Exercise text.
━━━━━━━━━━━━━━━━━━━━━━━━━━━━━━

After the current Akal Takht Jathedar Giani Harpreet Singh and the president of SGPC Harjinder Singh Dhami attended the high-profile engagement ceremony of Raghav Chadha and Parineeti Chopra in Kapurthala House in Delhi, the duo have been at the receiving end from Panthic extremists.
This was for alleged violation of a rule that any Jathedar would not be present at a venue unless there was a Parkash of Sri Guru Granth Sahib ji in the form of a Bir present at that place. Whether that was the case or not—silence on this issue has led to serious questions of impropriety being levelled at them.
What made matters worse was the gifting of a siropa to the couple. This caused the Panthics to ask about the significant contribution of the duo to Sikh community. Coincidentally, the SGPC itself had decreed that it would not grant siropas arbitrarily; but on this occasion it was found in a trap of its own making.

━━━━━━━━━━━━━━━━━━━━━━━━━━━━━━

Given material.
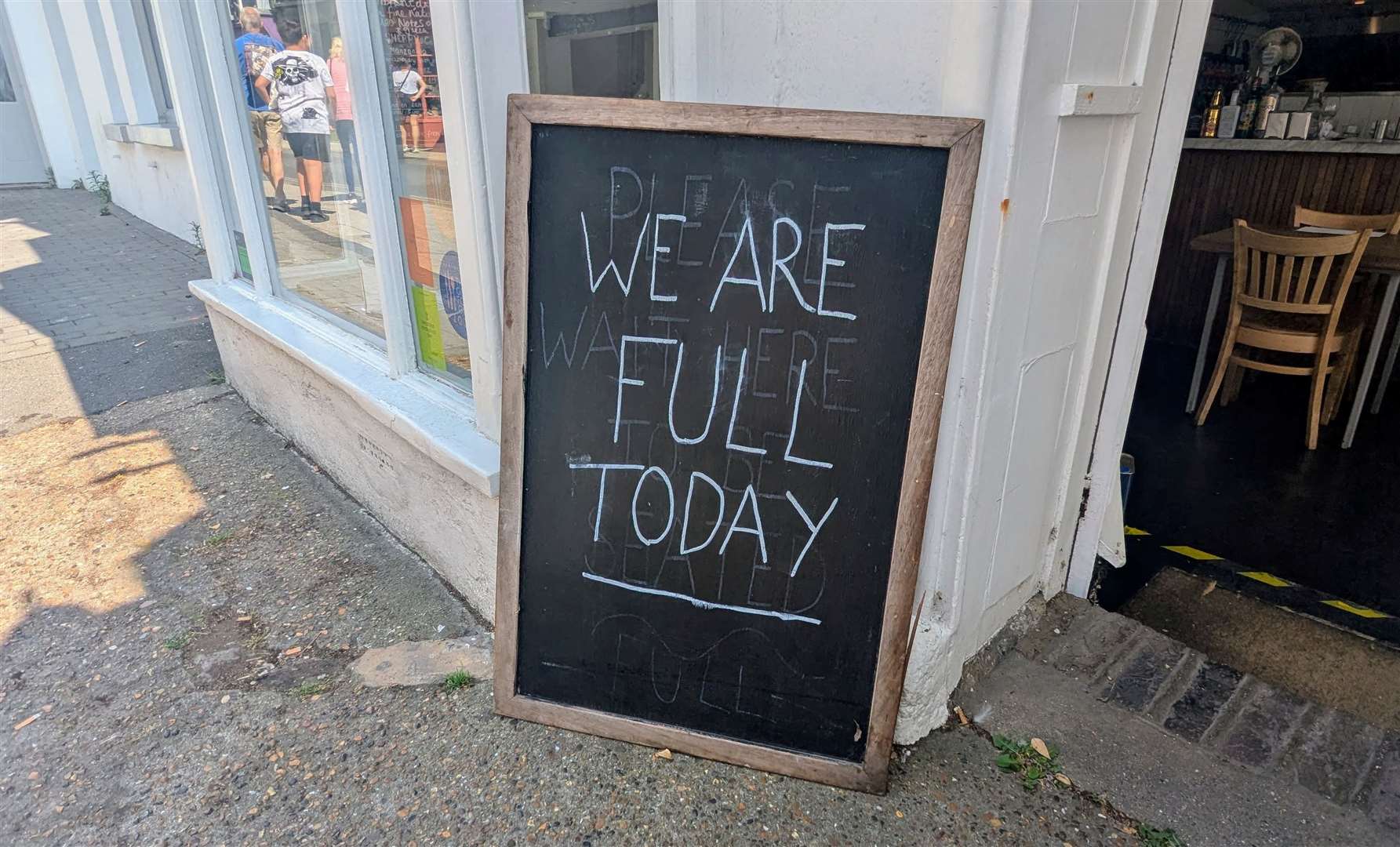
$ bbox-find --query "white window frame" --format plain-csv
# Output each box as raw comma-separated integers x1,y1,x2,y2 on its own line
167,0,504,496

━━━━━━━━━━━━━━━━━━━━━━━━━━━━━━

Tasks to carry out.
1. In the passage about the Jathedar and the SGPC president, repeat the portion starting at "After the current" and ending at "from Panthic extremists.", swapping "engagement ceremony" for "wedding reception".
2. Pick up the passage about the Jathedar and the SGPC president and write its continuation from the point where it stops.

Answers in order.
1.
After the current Akal Takht Jathedar Giani Harpreet Singh and the president of SGPC Harjinder Singh Dhami attended the high-profile wedding reception of Raghav Chadha and Parineeti Chopra in Kapurthala House in Delhi, the duo have been at the receiving end from Panthic extremists.

2.
An interim meeting now being called by the Committee is under the cloud, with the status of Giani Harpreet Singh as the Jathedar itself reportedly under jeopardy. Although, the man leading the charge, Virsa Singh Valtoha, seems to have forgotten a small detail perhaps - Joginder Singh Vedanti, a former Jathedar who proved to be a rather controversial occupant of the post, had made a big issue of siropas being presented to Kashmir Singh and Ujjal Dosanjh in 2001.
With Akali Dal (Badal) at its weakest and fast losing Panthic support, the SGPC and its members are indeed mindful of their own legitimacy as well.
Distancing themselves from the ‘mothership’ and parlaying with the party in power in Punjab would not be entirely unexpected in such a case.
Even in the past, the SGPC showed signs of distancing itself from the SAD (Badal) by opting for a channel of its own and criticising Badal-owned PTC for indecency. With the Akal Takht Jathedar and SGPC president turning up at Raghav Chadha's engagement despite having repeated public standoffs with Punjab Chief Minister Bhagwant Mann, one cannot help but wonder if something is going on behind the curtains.
These mixed signals also seem to have been sensed by other SGPC factions, which led to the doubling down on the incidents of ‘be-adbi’.
In one case, a man who was recorded bashing a granthi, died in a hospital. Incidentally, a lawyer had tried to shoot him dead when he was presented in court a few days earlier.
In another incident of a gutka-sahib being disfigured, observers saw the SGPC asking for a stringent law similar to the 295(A) that Captain Amarinder Singh-led Congress government had tried to usher in.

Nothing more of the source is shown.